*Requirement*:
Output the rows below as a numbered list, leaving out any blank lines.

*Material shown*:

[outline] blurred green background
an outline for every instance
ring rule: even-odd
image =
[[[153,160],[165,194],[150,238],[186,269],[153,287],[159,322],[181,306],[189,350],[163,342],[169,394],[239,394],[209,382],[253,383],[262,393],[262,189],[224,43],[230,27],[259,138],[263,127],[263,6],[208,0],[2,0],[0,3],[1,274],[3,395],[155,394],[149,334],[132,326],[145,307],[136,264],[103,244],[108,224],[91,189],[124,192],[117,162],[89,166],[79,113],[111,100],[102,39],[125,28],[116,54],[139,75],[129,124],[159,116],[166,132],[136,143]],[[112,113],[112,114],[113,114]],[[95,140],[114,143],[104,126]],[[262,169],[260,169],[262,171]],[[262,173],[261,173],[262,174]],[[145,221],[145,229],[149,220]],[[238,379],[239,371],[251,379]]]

*Solution to the exercise*:
1. [outline] blurred green background
2. an outline for every instance
3. ring rule: even-odd
4. image =
5. [[[153,160],[165,194],[150,238],[186,269],[153,287],[159,322],[181,306],[189,350],[163,342],[169,394],[239,394],[209,382],[253,383],[262,393],[262,189],[224,43],[230,27],[259,138],[263,127],[263,6],[208,0],[2,0],[0,3],[1,274],[3,395],[155,394],[149,334],[132,326],[145,307],[136,264],[103,244],[108,224],[91,189],[124,192],[117,162],[89,166],[79,113],[111,100],[102,39],[125,28],[116,54],[139,75],[129,124],[159,116],[166,132],[136,143]],[[112,113],[112,114],[113,114]],[[95,140],[114,143],[104,126]],[[262,169],[260,169],[262,171]],[[262,173],[261,173],[262,174]],[[145,221],[145,229],[149,220]],[[238,379],[239,371],[251,379]]]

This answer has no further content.